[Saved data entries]
'''

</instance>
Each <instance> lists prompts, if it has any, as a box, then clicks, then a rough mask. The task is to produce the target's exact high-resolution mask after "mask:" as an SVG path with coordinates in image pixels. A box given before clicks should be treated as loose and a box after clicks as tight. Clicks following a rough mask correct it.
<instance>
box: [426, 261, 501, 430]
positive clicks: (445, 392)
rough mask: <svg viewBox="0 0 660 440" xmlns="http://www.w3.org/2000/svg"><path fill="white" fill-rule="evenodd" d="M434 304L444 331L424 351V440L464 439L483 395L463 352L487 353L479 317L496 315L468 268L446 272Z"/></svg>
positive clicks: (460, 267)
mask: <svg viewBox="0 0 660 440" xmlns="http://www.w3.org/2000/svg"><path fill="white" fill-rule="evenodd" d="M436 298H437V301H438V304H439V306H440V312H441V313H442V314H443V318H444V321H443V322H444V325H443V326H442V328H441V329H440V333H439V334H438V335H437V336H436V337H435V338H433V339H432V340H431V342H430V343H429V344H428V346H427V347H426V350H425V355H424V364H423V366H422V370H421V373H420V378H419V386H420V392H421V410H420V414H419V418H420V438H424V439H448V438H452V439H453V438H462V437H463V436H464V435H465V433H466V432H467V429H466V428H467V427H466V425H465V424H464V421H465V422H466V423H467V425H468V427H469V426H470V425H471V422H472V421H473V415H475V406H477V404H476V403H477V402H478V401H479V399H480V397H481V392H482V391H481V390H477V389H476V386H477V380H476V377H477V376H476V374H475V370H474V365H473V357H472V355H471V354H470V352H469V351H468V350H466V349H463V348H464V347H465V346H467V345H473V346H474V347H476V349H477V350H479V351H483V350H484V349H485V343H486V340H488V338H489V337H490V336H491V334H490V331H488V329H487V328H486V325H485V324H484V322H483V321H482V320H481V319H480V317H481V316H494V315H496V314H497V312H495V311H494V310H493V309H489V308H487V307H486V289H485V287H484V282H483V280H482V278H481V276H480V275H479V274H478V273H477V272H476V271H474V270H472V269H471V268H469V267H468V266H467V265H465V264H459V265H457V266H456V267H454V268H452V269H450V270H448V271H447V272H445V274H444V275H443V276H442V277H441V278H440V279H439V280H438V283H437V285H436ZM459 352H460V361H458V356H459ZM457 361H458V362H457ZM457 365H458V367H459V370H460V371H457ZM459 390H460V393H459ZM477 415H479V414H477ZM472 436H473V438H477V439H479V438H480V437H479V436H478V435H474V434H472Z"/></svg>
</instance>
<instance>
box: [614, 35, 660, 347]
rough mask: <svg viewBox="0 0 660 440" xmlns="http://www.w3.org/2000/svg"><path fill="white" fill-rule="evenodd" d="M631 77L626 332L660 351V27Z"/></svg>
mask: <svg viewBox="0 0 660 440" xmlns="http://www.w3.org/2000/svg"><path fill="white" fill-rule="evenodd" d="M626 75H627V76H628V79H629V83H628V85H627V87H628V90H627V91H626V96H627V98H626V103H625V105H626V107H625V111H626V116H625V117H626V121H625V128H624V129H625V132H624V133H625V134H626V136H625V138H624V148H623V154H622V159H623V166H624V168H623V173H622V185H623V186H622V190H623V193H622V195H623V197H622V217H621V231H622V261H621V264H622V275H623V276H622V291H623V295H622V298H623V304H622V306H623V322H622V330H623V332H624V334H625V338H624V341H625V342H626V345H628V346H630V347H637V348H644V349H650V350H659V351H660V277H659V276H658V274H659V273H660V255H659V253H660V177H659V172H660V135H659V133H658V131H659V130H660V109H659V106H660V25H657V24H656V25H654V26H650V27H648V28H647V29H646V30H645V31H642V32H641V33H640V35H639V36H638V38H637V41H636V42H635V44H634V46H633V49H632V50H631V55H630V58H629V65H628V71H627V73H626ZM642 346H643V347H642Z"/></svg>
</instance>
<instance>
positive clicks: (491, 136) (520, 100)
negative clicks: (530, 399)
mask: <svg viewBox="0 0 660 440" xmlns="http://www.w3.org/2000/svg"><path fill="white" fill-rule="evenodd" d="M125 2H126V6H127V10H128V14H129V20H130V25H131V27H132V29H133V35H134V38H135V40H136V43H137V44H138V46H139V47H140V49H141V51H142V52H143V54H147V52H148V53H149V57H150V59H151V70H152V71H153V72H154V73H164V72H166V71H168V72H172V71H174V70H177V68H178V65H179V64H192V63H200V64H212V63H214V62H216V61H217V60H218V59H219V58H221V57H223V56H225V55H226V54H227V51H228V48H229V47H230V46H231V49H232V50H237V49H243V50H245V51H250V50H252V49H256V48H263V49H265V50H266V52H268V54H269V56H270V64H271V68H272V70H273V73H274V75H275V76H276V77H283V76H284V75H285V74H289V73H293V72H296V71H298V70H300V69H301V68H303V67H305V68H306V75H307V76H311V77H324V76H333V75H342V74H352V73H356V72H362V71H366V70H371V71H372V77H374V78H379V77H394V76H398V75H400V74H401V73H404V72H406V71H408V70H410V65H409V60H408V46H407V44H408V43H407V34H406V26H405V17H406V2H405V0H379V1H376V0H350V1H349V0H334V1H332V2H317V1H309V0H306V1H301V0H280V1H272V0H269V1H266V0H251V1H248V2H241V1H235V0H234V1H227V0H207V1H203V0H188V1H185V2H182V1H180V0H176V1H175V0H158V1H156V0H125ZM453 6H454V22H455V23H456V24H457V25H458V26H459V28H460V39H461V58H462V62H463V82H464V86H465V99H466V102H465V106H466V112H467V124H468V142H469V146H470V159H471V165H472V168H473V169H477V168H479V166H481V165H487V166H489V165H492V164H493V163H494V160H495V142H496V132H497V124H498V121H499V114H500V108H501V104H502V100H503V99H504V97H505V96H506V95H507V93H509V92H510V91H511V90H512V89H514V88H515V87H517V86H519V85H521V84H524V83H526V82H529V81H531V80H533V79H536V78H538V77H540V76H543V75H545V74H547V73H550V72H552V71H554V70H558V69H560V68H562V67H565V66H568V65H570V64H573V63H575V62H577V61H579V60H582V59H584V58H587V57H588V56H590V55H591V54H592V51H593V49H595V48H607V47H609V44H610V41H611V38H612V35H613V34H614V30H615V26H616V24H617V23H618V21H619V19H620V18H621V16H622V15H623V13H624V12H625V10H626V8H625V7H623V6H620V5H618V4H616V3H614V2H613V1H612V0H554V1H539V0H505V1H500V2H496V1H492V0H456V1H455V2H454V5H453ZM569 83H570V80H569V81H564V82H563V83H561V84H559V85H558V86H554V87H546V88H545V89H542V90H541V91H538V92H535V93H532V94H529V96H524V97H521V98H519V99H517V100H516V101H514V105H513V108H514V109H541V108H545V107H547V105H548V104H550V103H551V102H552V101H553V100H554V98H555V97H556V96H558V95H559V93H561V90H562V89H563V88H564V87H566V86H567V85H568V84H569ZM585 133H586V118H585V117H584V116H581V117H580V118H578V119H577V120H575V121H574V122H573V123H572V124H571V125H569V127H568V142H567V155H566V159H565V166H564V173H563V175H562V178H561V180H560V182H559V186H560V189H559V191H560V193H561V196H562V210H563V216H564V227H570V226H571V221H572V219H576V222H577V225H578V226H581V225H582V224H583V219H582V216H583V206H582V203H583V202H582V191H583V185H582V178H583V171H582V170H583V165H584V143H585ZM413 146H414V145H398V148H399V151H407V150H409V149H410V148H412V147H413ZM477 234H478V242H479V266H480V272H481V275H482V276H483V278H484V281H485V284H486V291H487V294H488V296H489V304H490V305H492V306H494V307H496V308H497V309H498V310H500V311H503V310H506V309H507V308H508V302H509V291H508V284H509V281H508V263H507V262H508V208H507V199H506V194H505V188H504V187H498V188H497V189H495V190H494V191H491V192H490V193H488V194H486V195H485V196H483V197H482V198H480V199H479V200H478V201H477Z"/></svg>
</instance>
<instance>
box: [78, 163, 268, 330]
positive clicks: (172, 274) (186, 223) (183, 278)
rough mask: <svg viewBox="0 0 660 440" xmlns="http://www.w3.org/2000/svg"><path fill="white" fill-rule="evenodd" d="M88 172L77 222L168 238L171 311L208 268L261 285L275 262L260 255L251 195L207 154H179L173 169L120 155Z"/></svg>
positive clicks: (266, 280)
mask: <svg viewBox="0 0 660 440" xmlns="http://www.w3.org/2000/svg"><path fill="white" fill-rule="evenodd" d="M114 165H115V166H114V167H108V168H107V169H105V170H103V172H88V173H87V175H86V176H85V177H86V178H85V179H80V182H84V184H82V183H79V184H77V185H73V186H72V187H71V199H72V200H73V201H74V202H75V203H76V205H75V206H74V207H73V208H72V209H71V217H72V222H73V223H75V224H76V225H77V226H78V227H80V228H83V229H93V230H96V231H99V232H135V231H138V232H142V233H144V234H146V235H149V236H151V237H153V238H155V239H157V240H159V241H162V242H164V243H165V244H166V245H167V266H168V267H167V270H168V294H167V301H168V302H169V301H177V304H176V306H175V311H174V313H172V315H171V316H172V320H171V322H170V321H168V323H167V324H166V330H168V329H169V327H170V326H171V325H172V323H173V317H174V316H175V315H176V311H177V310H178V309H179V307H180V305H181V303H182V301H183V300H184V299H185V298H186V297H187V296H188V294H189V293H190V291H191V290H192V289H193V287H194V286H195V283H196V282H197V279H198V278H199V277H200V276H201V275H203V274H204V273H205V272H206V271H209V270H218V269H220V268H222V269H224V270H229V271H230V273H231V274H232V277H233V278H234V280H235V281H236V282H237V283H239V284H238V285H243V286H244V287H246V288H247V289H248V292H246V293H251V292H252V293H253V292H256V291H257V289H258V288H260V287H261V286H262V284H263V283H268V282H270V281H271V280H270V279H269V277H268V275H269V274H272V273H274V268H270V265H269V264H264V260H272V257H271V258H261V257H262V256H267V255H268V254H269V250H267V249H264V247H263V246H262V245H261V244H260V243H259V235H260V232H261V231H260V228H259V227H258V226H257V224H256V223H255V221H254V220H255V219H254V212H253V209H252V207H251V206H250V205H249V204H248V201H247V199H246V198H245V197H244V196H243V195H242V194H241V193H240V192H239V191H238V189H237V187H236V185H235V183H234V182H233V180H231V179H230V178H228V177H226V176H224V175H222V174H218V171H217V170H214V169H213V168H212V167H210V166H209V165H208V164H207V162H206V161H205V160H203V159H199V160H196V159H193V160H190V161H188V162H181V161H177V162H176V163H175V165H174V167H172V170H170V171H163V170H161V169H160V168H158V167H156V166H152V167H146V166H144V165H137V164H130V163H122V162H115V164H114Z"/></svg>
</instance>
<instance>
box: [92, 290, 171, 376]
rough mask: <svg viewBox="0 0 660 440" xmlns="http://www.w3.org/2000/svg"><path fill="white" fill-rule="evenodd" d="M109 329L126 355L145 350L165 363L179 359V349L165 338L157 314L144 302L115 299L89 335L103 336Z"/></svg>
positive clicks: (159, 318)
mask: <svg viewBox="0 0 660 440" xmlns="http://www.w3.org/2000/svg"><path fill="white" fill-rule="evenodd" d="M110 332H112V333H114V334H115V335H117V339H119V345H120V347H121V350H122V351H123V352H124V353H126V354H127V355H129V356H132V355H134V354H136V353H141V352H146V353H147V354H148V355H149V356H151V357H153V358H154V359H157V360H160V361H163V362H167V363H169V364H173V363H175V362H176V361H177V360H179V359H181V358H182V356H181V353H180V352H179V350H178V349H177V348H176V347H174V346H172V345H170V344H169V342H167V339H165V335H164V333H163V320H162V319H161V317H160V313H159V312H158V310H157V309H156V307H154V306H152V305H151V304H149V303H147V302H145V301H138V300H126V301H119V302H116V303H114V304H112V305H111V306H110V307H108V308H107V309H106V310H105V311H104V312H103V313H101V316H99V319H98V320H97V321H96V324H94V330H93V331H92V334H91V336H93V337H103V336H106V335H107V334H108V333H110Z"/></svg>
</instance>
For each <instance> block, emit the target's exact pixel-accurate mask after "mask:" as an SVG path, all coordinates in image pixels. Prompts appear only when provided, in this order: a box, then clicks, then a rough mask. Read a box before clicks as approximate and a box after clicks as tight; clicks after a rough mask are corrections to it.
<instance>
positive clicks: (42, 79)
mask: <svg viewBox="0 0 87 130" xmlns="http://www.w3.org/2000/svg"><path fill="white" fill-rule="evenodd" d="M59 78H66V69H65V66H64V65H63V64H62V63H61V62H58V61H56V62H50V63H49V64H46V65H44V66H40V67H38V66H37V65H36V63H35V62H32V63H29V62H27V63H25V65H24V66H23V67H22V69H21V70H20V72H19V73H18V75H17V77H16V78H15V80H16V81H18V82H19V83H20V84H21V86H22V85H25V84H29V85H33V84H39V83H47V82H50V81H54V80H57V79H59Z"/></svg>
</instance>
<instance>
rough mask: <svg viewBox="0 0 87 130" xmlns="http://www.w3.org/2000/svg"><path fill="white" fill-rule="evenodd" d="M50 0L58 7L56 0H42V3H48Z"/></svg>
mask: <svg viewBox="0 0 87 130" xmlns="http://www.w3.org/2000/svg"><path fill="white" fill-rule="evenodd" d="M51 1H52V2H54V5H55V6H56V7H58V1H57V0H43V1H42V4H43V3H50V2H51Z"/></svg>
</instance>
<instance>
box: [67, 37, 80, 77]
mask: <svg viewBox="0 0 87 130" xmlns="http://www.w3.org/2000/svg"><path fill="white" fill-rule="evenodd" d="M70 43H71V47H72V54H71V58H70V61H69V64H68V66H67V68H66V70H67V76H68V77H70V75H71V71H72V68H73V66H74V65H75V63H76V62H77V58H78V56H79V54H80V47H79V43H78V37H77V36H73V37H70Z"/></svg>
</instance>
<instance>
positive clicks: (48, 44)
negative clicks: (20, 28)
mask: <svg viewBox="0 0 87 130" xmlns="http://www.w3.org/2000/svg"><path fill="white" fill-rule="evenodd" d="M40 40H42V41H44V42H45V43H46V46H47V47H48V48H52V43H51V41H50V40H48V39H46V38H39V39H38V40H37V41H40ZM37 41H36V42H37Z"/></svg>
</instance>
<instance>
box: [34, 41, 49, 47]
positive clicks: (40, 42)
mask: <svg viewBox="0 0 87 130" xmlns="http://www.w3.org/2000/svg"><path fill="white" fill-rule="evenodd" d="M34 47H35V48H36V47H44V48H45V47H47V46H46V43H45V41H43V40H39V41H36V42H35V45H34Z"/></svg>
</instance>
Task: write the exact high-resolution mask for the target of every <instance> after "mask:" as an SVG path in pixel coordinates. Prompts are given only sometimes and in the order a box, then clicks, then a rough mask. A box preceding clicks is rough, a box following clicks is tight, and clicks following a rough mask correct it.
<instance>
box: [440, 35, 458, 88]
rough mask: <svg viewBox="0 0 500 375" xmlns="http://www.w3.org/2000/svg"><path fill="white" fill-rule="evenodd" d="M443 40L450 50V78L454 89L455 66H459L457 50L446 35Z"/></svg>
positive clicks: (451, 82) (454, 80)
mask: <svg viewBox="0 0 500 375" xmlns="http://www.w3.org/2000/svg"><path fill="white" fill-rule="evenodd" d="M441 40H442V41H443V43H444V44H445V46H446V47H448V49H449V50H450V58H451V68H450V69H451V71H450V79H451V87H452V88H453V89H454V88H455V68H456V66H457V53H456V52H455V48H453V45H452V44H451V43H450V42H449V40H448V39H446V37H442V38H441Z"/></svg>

'''

Which lines in the items above contain the string "resolution"? Copy out each of those lines in full.

Each <instance> lists prompts, if it has any, as a box, then clicks, then a rough mask. The task is to produce the target's exact high-resolution mask after "mask:" as an SVG path with coordinates in image pixels. A box given before clicks should be treated as loose and a box after clicks as tight. Clicks following a rough mask correct it.
Task: write the exact high-resolution mask for the target of every <instance> after "mask:" as an SVG path in pixel coordinates. Prompts are given only sometimes and in the order a box, then clicks, then a rough mask. A box preceding clicks is rough, a box following clicks is tight, and clicks following a rough mask correct it.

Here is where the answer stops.